[Dataset items]
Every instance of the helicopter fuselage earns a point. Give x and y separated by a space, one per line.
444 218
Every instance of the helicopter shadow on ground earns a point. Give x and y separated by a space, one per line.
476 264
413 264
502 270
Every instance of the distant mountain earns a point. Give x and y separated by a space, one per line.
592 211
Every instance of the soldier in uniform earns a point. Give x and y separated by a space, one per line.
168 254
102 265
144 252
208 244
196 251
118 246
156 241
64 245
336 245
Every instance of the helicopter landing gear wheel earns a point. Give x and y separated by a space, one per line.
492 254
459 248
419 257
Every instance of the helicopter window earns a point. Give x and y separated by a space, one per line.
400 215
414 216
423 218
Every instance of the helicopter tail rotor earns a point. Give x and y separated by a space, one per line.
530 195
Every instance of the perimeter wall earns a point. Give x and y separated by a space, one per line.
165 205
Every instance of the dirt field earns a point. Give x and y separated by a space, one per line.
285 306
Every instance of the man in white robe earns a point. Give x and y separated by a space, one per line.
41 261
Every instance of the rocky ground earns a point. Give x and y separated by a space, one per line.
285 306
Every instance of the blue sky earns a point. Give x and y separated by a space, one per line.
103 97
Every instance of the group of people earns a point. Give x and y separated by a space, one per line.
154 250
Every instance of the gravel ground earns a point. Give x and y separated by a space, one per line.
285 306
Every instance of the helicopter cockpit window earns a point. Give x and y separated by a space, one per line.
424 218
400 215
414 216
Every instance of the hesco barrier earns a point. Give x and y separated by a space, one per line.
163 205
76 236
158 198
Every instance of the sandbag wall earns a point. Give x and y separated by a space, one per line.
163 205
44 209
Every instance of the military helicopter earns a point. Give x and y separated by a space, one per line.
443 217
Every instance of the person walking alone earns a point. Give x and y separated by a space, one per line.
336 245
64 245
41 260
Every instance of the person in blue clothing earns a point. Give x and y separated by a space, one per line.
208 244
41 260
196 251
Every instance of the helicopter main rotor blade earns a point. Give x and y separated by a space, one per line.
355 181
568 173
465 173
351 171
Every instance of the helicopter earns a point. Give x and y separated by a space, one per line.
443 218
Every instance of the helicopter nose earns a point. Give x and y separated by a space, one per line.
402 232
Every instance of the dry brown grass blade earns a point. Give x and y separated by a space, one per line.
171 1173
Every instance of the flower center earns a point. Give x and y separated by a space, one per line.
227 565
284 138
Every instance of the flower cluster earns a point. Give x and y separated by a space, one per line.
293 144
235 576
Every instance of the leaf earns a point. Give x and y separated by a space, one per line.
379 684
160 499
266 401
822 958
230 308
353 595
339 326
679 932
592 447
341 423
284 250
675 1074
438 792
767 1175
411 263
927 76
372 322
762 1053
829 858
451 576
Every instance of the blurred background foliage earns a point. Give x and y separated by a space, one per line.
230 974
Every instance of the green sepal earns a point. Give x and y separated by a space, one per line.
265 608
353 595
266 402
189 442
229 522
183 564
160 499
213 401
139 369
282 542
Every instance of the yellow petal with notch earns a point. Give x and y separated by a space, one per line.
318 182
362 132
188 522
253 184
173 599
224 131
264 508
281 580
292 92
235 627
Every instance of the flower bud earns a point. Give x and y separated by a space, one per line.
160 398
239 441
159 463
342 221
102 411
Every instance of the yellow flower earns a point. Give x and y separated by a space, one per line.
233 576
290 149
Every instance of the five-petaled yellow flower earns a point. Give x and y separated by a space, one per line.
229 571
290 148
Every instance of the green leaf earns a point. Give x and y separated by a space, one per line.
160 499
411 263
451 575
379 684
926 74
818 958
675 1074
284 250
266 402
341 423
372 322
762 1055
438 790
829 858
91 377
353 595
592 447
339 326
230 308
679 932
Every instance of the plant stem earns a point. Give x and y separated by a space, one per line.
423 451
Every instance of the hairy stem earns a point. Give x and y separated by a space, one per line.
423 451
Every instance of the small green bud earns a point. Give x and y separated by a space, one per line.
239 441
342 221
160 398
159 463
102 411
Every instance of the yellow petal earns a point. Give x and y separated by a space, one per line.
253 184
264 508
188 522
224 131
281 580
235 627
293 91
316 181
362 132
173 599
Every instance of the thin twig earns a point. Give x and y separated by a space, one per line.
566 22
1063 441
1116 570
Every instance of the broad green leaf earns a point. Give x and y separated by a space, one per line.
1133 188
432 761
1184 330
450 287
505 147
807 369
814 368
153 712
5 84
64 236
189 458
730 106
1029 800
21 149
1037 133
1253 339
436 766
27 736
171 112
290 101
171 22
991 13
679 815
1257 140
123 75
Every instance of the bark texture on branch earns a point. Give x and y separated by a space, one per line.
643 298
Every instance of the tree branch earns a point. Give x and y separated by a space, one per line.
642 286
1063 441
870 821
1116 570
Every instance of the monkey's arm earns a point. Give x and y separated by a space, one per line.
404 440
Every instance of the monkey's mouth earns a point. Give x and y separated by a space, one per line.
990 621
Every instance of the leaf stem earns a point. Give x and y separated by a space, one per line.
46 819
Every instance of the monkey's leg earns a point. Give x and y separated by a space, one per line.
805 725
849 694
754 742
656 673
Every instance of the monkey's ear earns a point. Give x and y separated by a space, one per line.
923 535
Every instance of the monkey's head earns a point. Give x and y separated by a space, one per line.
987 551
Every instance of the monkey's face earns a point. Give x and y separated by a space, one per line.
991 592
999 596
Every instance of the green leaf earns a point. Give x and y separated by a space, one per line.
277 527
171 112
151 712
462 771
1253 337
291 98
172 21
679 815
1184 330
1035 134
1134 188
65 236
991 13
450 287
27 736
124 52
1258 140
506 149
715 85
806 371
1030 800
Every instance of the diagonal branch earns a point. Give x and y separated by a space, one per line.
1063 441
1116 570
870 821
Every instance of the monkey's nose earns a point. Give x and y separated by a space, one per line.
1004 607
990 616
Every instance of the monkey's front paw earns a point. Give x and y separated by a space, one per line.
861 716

* [Exercise directions] The expected result is every record above, duplicated exactly.

* [Completed task]
Every instance of the helicopter fuselage earns a point. Give x and y separated by a space, one per line.
444 218
Every instance of the helicopter shadow on ground earns a point. Give x and y separated by a space, one per line.
476 264
413 264
502 270
Every instance of the distant mountain earns a point. Give x and y separated by a space, one per line.
592 211
Every instance of the soldier in uniform earns a point. Give x and y separated by a space, one per line.
168 254
102 265
144 252
208 244
196 251
118 246
156 241
64 245
336 245
Every instance of the helicopter landing gear wheel earns a point. Give x and y separated by a space, one per line.
492 254
459 248
419 257
Every instance of the helicopter window earns a point. Give x and y separated by a space, one per line.
400 215
414 216
423 218
Every instance of the helicopter tail rotor earns a point. Give x and y separated by a space, one per line.
530 195
Every instance of the perimeter wall earns a point. Give x and y separated by a space, one per line.
165 205
Every instance of the dirt field earns a point. Give x and y separated by a space, one per line.
285 306
Every instance of the man in white robe earns a point. Give x and y separated by a space, one per line.
41 261
Every instance of the rocky ground earns a point. Give x and y separated by a space, one per line.
285 306
Every instance of the blue sky earns a point. Give x and y separated by a space, one per line.
103 97
Every instance of the group of people earns a point. Give x and y separated by a space, one per line.
154 250
Every instance of the gravel ground earns a point. Give x and y separated by a space, one per line.
285 306
Every instance of the helicopter cockpit window earns a point. Give x and y separated by a space, one per line.
424 218
400 215
414 216
Every instance of the hesco barrier earns a point. Give x and y separated by a space, one per line.
163 205
76 236
158 198
Every instance of the sandbag wall earns a point. Give x and y separated by a space, one per line.
163 205
44 209
Every instance of the military helicopter earns a point. Give x and y separated by a space, one per line.
443 217
Every instance of the person walking alone earns a point. Give x and y separated by a space, one per line.
336 245
64 245
41 260
Every instance of the person in blue clothing earns a point. Give x and y separated by a space, one per line.
208 244
41 260
196 251
Every instance of the helicopter main rotor blade earns a point. Give x and y separated by a space, one per line.
355 181
568 173
465 173
351 171
Every instance of the helicopter earns a point. Give x and y separated by a space, one per line.
443 218
Every instance of the helicopter nose earns a point. Give x and y separated by a space, one per line.
402 232
Every instance of the dry brown grass blade earns a point. Give x and y separated by a space, one per line.
171 1173
Every instance of the flower center earns a point. Give x and y separated by a space, one per line.
227 565
284 138
Every instance of the flower cluster earns a point. Give x and y separated by a space, one per line.
293 144
235 576
Every instance of the leaf earns a point. Give x and y separated by a space, one per line.
379 684
160 499
266 401
822 958
230 308
353 595
339 326
679 932
592 447
341 423
284 250
675 1074
438 792
767 1175
411 263
927 76
372 322
762 1053
829 858
451 576
Every instance of the blurred background foliage earns a point. Give x and y separated by a space, one per line.
230 974
Every instance of the green sepal earns a point. Give x and y separated by a space, one per line.
265 608
353 595
266 402
189 442
229 522
183 564
160 499
213 401
139 369
282 542
Every instance of the yellow petal with notch earns a point. Give x and y separated by a space, one per line.
318 182
362 132
188 522
253 184
173 599
224 131
264 508
281 580
292 92
235 627
Every instance of the flower bud earns a point. Give x and y separated by a space, one per line.
160 398
239 441
159 463
342 221
102 411
Every instance of the yellow flower earns a point. Give x and y separated by a space, one per line.
233 576
290 149
Every instance of the five-petaled yellow flower earns a point. Give x and y separated by a space, one per line.
229 571
290 148
Every instance of the green leaf earns a point. Give x and y separated by a space, one per line.
160 499
411 263
451 575
379 684
926 74
818 958
675 1074
284 250
266 402
341 423
372 322
762 1055
438 790
829 858
91 377
353 595
592 447
339 326
230 308
679 932
Every instance of the plant stem earns a point. Give x and y separated by a space, one per line.
423 451
Every instance of the hairy stem earns a point. Give x and y separated by a space, one per line.
423 451
Every instance of the small green bud earns a point. Give x and y separated by a space, one per line.
239 441
342 221
160 398
159 463
102 411
Every instance of the yellow petal earns a point. Give x and y separated by a space, one per line.
253 184
264 508
188 522
224 131
281 580
235 627
293 91
316 181
362 132
173 599
Every instance of the thin twig earns a point. Give x and y separated by a space, one per line.
566 22
1063 441
1116 570
Every instance of the broad green leaf earns a point. Give x and y separated by a space, one per line.
1133 188
432 761
1184 330
450 287
505 147
807 369
814 368
153 712
5 84
64 236
189 458
730 106
1029 800
21 149
1037 133
1253 339
436 766
27 736
171 112
290 101
171 22
991 13
679 815
1257 140
123 75
Every instance of the bark texture on branch earns a point. Give x and y separated by a space, one per line.
643 298
Every instance of the tree branch earns a point. Give x and y separated by a space, one per line.
642 286
1063 441
870 821
1116 570
Every instance of the monkey's arm earns a point. Give x and y separated by a space, one per line.
404 440
Every instance of the monkey's mouth earns a point. Give x and y separated by a space, one per line.
990 621
Every instance of the leaf stem earns a point. Give x and y separated by a space, one per line.
46 819
Every instance of the monkey's leg earns a point. Give x and y separated by a space, one per line.
805 725
849 694
754 742
656 673
Every instance of the monkey's ear earns a point. Give x and y separated by a space, one per line.
923 535
Every instance of the monkey's head earns a point. Give x and y separated by a space, one per line.
987 551
Every instance of the monkey's face earns a point. Give x and y separated by a space, one per line.
991 592
999 596
Every instance of the green leaf earns a point. Give x and y separated by a space, one per line.
277 527
171 112
151 712
462 771
1253 337
291 98
172 21
679 815
1184 330
1035 134
1134 188
65 236
991 13
450 287
27 736
124 52
1258 140
506 149
715 85
806 371
1030 800
Every instance of the diagonal branch earns a point. Give x and y separated by a space, one per line.
1063 441
1116 570
870 821
Every instance of the monkey's nose earns a point. Give x and y separated by a space, one per line.
1004 607
990 616
Every instance of the monkey's front paw earns a point. Give x and y separated by a space, one per line.
861 716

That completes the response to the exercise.